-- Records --

┄┄┄┄┄┄┄┄┄┄

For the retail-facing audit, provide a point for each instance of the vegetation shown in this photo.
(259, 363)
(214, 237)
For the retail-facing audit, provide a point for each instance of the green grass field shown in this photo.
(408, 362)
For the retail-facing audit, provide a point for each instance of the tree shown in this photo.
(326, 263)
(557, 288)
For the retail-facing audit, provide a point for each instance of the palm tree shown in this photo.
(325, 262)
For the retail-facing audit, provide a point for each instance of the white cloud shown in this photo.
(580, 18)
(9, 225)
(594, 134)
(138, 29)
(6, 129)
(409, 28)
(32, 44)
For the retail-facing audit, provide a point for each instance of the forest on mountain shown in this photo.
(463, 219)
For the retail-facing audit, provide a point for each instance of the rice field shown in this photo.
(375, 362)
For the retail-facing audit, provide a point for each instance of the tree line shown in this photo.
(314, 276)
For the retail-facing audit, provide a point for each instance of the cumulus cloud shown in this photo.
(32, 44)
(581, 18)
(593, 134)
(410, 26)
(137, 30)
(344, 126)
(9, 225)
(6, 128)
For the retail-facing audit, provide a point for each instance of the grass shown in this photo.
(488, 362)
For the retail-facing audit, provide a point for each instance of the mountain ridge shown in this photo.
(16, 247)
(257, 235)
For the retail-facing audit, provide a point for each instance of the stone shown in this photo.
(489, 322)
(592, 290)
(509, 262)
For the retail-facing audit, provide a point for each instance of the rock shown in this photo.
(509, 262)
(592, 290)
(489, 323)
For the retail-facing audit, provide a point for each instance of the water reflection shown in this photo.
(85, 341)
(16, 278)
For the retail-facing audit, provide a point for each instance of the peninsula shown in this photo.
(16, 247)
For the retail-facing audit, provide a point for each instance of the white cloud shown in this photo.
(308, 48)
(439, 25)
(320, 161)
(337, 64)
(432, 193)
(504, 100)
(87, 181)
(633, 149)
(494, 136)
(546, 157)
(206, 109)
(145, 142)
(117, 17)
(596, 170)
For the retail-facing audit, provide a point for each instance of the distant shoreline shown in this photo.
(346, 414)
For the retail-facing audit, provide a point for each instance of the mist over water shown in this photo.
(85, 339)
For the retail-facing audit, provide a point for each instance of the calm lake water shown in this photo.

┄┄┄┄┄┄┄┄┄┄

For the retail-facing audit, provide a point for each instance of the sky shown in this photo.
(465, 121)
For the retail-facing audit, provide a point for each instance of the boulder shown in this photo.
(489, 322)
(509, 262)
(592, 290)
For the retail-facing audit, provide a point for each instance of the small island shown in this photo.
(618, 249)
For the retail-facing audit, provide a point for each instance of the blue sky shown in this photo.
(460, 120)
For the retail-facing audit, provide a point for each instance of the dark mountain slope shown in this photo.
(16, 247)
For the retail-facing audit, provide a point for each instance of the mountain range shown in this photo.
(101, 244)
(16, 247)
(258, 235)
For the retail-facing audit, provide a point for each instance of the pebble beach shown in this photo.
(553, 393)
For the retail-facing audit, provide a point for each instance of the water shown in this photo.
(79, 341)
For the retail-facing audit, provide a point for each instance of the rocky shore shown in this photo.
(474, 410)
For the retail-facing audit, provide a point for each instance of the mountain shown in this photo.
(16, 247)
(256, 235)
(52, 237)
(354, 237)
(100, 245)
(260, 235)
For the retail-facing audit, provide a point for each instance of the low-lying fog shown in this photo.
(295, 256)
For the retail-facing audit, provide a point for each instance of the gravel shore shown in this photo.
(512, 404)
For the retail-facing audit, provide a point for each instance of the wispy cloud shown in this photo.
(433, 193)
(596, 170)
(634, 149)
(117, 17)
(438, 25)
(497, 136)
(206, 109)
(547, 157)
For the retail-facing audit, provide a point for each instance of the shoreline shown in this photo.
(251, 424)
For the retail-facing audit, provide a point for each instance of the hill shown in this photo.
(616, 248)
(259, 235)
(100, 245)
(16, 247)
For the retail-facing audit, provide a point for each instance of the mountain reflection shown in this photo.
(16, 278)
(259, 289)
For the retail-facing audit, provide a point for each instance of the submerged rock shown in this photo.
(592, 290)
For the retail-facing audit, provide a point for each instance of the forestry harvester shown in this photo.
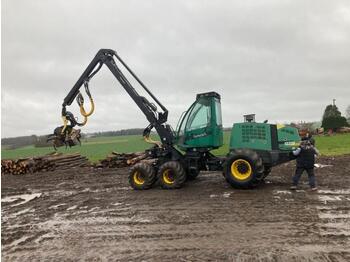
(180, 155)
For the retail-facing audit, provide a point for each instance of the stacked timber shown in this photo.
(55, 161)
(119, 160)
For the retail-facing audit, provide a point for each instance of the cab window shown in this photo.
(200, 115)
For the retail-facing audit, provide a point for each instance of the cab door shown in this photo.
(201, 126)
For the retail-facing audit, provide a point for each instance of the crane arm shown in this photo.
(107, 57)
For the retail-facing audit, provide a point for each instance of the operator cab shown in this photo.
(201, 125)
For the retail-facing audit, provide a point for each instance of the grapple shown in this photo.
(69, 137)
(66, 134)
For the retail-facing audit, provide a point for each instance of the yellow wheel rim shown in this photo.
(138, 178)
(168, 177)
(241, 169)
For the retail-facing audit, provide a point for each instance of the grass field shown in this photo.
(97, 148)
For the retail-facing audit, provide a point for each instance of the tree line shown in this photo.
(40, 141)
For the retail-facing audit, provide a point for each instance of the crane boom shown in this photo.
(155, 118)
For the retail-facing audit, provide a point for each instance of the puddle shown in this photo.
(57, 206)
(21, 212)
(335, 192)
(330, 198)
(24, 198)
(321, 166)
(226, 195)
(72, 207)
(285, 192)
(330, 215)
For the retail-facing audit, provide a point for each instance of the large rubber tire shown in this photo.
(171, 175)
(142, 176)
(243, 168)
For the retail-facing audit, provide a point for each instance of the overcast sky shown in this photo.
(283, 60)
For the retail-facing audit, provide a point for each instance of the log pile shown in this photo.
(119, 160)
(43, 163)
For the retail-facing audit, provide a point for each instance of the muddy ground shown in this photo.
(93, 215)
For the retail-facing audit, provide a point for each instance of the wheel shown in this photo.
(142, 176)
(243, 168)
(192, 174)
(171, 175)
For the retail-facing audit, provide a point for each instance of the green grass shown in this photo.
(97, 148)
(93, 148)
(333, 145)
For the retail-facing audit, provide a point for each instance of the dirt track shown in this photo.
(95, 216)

┄┄┄┄┄┄┄┄┄┄

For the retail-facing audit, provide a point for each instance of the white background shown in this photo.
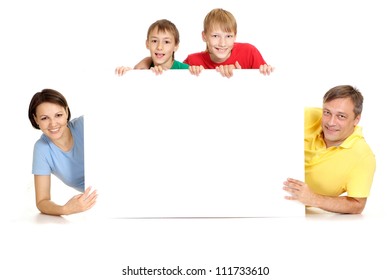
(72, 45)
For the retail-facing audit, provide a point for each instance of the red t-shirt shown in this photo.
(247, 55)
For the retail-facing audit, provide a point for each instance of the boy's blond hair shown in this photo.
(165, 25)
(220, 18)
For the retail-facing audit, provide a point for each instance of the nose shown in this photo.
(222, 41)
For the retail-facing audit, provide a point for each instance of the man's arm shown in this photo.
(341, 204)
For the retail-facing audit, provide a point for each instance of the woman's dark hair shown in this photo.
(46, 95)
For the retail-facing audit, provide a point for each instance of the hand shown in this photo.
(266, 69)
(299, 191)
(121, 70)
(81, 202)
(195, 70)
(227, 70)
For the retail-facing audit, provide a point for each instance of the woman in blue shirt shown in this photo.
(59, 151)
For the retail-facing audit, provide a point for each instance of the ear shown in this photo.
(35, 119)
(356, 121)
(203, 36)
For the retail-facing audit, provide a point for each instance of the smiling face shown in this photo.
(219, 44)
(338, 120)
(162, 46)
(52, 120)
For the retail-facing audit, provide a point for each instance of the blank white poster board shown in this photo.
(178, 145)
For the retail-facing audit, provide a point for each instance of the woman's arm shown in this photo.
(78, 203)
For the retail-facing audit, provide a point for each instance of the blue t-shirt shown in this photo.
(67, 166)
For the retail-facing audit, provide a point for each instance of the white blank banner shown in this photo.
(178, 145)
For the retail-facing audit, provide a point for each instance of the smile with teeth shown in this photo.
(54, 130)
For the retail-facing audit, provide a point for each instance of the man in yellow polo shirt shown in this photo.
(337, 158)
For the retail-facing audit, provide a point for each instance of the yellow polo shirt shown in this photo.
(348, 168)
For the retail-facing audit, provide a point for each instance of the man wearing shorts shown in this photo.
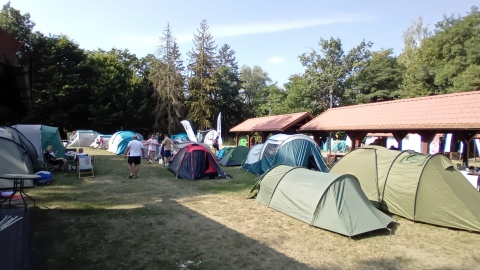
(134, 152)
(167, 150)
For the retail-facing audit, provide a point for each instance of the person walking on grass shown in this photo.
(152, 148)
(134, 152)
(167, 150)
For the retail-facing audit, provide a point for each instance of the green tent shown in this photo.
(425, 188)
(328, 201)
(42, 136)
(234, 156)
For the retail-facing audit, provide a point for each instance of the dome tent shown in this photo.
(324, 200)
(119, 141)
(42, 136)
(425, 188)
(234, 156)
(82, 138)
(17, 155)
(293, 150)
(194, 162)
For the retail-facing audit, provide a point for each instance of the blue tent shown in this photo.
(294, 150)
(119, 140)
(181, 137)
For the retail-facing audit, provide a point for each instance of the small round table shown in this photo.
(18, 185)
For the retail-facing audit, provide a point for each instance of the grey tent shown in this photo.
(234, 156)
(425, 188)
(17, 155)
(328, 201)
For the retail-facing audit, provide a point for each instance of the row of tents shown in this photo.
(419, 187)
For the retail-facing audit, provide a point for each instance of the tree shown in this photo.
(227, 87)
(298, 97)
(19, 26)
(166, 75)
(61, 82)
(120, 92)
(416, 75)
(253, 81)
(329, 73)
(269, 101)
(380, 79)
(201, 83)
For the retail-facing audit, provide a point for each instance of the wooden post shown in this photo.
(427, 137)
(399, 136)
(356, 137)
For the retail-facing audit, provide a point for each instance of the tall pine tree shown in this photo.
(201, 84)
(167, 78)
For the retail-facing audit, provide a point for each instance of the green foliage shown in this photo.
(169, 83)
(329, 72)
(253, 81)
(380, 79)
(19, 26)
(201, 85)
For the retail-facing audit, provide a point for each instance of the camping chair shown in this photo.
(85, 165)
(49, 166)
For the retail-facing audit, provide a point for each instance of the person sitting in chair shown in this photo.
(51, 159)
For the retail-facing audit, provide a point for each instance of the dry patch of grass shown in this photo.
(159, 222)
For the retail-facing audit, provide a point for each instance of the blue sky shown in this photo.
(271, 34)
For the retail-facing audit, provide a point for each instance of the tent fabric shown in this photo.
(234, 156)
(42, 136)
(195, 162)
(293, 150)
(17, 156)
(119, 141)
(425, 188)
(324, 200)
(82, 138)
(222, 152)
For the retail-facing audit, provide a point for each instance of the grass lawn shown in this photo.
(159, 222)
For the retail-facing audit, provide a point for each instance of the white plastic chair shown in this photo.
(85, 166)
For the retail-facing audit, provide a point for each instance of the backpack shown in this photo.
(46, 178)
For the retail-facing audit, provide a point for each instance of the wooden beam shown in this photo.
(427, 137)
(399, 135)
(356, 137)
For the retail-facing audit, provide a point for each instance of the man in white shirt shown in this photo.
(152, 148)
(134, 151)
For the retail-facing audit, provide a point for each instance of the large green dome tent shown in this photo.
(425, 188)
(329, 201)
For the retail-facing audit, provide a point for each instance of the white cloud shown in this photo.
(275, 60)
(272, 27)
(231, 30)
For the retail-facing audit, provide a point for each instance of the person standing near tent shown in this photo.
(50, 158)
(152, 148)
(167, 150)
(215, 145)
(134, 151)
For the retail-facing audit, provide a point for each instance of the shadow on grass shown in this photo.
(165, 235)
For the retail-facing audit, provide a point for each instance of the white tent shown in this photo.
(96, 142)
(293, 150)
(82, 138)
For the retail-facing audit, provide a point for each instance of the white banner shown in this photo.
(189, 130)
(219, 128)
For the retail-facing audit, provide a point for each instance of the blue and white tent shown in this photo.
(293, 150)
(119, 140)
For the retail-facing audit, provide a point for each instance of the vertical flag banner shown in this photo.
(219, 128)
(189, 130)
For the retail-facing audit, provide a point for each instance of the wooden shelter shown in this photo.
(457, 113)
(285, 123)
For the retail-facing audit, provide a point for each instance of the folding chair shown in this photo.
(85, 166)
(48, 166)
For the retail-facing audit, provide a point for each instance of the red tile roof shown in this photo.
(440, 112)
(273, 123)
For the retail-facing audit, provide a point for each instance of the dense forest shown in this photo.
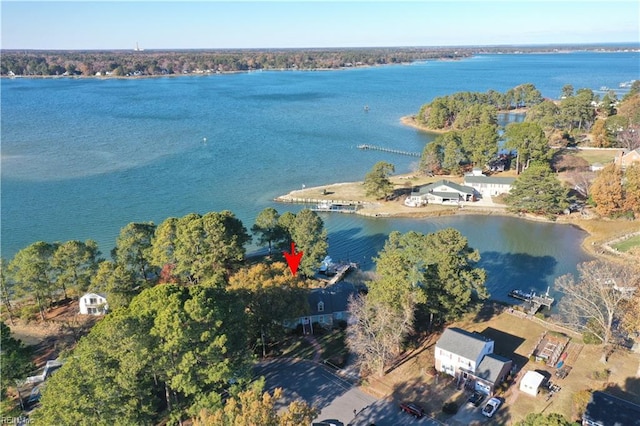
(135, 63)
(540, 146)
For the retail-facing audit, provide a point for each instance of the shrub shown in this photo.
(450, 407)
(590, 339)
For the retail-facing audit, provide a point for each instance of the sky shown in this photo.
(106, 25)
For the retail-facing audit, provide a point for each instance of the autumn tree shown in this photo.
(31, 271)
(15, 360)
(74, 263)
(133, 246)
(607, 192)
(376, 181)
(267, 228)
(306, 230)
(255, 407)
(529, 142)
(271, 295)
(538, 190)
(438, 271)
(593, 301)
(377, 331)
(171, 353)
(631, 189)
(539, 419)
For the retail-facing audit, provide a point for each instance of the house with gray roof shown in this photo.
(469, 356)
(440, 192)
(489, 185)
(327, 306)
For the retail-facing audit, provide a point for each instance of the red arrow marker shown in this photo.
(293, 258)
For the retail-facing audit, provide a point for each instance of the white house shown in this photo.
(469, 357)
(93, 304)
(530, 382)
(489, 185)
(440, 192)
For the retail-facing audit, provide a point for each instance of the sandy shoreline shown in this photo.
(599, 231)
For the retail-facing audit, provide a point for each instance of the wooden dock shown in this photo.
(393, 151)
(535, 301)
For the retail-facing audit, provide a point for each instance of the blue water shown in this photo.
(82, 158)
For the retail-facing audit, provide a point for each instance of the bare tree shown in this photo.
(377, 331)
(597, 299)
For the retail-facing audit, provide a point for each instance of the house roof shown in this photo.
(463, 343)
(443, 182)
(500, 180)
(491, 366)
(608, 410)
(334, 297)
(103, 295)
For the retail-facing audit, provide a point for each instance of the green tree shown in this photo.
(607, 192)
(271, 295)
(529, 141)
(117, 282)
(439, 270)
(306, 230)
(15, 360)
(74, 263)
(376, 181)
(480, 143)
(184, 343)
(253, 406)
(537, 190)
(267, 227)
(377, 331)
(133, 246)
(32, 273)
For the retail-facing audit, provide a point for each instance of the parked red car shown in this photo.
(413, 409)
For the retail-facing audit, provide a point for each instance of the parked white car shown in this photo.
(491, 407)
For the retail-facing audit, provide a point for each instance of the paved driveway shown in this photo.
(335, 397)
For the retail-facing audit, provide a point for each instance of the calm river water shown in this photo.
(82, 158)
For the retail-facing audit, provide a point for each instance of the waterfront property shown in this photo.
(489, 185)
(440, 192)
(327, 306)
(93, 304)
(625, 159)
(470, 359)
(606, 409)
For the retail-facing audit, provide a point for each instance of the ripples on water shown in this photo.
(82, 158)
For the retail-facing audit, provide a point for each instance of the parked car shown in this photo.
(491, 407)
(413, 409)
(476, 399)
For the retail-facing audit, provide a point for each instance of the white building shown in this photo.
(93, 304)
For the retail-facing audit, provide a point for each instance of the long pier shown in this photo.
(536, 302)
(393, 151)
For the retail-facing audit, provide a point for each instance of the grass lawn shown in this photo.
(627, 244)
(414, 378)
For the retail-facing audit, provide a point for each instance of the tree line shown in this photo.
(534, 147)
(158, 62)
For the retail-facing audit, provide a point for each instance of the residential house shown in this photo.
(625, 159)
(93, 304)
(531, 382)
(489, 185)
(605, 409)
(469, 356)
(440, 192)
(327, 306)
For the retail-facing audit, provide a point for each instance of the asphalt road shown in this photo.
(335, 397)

┄┄┄┄┄┄┄┄┄┄

-- Required task --
Locate every line in the items above that contains the word "dome", and copy each of those lines.

-- Solution for this task --
For the retail-facing audit, provide a point for each instance of the dome tent shown in this photo.
For the retail-facing audit, provide a point for each instance of the large green dome tent shown in this photo.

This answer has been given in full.